** WHAT YOU NEED TO DO **
In full and without alteration, write out the lines below.

** RECORD SET **
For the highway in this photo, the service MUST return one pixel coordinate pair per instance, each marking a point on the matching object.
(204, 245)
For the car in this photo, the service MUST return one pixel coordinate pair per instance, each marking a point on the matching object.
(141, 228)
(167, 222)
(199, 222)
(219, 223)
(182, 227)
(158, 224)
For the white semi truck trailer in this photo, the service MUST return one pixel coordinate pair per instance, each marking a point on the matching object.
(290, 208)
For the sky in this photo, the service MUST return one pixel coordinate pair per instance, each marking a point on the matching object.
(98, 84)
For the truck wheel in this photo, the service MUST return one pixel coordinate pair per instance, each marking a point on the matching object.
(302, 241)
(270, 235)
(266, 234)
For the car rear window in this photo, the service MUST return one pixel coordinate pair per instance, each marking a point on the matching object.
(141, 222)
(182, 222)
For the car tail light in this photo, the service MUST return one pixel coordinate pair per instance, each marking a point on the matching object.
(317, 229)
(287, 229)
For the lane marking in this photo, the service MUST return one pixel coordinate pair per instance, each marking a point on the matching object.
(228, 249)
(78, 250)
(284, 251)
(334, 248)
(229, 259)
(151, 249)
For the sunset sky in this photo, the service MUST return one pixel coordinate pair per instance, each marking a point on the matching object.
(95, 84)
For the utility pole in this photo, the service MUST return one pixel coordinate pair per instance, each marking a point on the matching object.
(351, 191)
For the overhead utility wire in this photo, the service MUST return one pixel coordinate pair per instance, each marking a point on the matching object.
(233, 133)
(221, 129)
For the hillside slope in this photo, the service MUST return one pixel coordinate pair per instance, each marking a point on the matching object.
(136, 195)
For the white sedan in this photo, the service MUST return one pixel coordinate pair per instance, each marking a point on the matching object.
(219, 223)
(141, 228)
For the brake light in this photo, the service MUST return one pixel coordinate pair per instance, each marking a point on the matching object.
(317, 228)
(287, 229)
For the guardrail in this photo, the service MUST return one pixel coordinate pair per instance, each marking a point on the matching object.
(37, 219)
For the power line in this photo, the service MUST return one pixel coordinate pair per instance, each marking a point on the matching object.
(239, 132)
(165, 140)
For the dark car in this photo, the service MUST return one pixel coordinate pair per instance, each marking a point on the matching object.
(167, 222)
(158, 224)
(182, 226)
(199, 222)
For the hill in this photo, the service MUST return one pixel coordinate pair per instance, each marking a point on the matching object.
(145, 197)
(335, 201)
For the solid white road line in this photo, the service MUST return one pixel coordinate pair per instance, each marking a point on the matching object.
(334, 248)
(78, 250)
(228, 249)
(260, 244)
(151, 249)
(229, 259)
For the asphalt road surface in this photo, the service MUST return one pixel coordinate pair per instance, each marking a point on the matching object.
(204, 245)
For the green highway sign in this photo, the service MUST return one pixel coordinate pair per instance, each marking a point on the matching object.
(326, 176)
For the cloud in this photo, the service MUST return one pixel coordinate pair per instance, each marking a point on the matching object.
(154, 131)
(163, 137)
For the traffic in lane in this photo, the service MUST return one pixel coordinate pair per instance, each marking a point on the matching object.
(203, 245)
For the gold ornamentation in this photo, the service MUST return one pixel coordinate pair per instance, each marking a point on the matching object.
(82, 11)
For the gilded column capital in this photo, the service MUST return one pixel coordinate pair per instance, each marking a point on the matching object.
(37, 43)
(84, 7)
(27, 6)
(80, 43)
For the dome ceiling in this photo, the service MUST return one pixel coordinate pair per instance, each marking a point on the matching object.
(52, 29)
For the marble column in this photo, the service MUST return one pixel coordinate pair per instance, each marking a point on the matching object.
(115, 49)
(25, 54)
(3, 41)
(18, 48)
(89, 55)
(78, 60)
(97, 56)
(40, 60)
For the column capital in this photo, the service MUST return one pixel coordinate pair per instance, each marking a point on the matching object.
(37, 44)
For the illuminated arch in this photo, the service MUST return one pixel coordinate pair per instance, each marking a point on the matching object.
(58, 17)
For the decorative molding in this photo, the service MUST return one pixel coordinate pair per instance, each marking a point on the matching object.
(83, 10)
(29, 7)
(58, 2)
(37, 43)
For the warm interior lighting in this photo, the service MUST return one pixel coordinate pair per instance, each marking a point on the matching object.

** RESULT **
For the highway in this photo, the service MUST return one pixel coordinate pair per instance, each marking a point on the matching object.
(204, 245)
For the car in this photo, the service MUST return one pixel coordinate pair per instance, each marking a point on the matching object.
(141, 228)
(167, 222)
(199, 222)
(219, 223)
(182, 227)
(158, 224)
For the white semi truck trailer in this photo, the service MUST return one pixel coordinate pair per instance, each marking a point on the matching object.
(290, 208)
For the sky in this photo, the service MUST return one pixel coordinate pair per instance, each marking a point on the matching object.
(98, 84)
For the truck wheel in this photo, the service MUST return one pixel coordinate pair per instance, each marking a point on the matching object.
(302, 241)
(270, 235)
(266, 234)
For the car rear window in this photo, the service MUST return one pixel coordinate pair per instance, each marking a point on the matching object.
(141, 222)
(182, 222)
For the car tail light in this photo, the service MUST return one pixel coordinate pair per instance, each marking a point on the matching object.
(317, 229)
(287, 229)
For the lane marking in this photo, the service MUST return one pixel coordinate pair per instance, each marking a point on the matching object.
(228, 249)
(78, 250)
(284, 251)
(334, 248)
(229, 259)
(151, 249)
For the sunset sky in this photo, the service MUST return one pixel coordinate pair per instance, each marking a point on the matching object.
(95, 84)
For the utility pole in this photo, the service MUST return one pixel coordinate pair per instance, each marking a point on the matching object.
(351, 191)
For the overhead utility wire in this photo, the service MUST return one pixel coordinate pair per instance, each marking a point on the matching object.
(233, 133)
(221, 129)
For the hillside slope in this photo, the service MUST return one pixel coordinate pair per instance, each marking a point on the matching object.
(136, 195)
For the white sedan in this photo, the service MUST return one pixel coordinate pair per instance, each marking a point on the matching object.
(219, 223)
(141, 228)
For the brake light in this photo, the service MUST return one pixel coordinate pair per instance, each marking a point on the matching object.
(317, 228)
(287, 229)
For the guardrail in this photo, the service MUST return one pixel coordinate pair per instance, each marking a point on the matching object.
(37, 219)
For the power line in this photo, the service MUST return one pixel coordinate pair per instance, each marking a point on the matching object.
(239, 132)
(165, 140)
For the dark car in this photo, the service MUST return one pixel coordinate pair per instance, each marking a point on the matching object.
(167, 222)
(158, 224)
(182, 226)
(199, 222)
For the hill in this photo, the service MUST return one pixel coordinate pair per instance, each marking a point on the matching object.
(145, 197)
(335, 201)
For the solid white road line in this photo, the service MUST return one pixel coordinate pair per instance, each marking a point on the matching object.
(334, 248)
(78, 250)
(228, 249)
(260, 244)
(151, 249)
(229, 259)
For the asphalt road surface in this photo, the service MUST return one pixel coordinate pair per instance, each marking a point on the matching object.
(204, 245)
For the green highway sign in this photo, the service MUST return one pixel coordinate pair per instance, each marking a point on the matching object.
(326, 176)
For the cloud in this photo, the service MUST return one pixel coordinate pair per instance, each marking a point on the matching object.
(154, 131)
(163, 137)
For the traffic in lane in this photo, the service MUST return one pixel coordinate pair per instance, each marking a point on the matching object.
(203, 245)
For the gold ornamentation in this photo, the service MUST return one pixel coordinate pair per instance, each marking a point on the matching object.
(82, 11)
For the gilded column capital in this photo, the service MUST return one pixel coordinate pair per instance, each marking a point on the matching object.
(37, 43)
(84, 7)
(27, 6)
(80, 43)
For the dome ceiling in this photo, the service MUST return one pixel coordinate pair per instance, each marking a point on the matching object.
(52, 29)
For the marble column in this photo, the service MUST return one pixel coordinate pair per instance, each marking a point on the matching object.
(115, 49)
(25, 54)
(3, 41)
(18, 48)
(89, 55)
(78, 60)
(97, 56)
(40, 60)
For the column capital in this photo, the service MUST return one pixel coordinate pair per instance, each marking a point on the matching object.
(37, 44)
For the illuminated arch in this photo, the service MUST return one pixel coordinate pair per instance, each marking a point on the matching object.
(58, 17)
For the decorative molding in this photo, the service MUST return one pixel coordinate pair per instance, each marking a point on the matching object.
(83, 10)
(29, 7)
(58, 2)
(37, 43)
For the warm interior lighting in this photo, the service MUST return one pixel coordinate pair per instance, each marking a point on the matching object.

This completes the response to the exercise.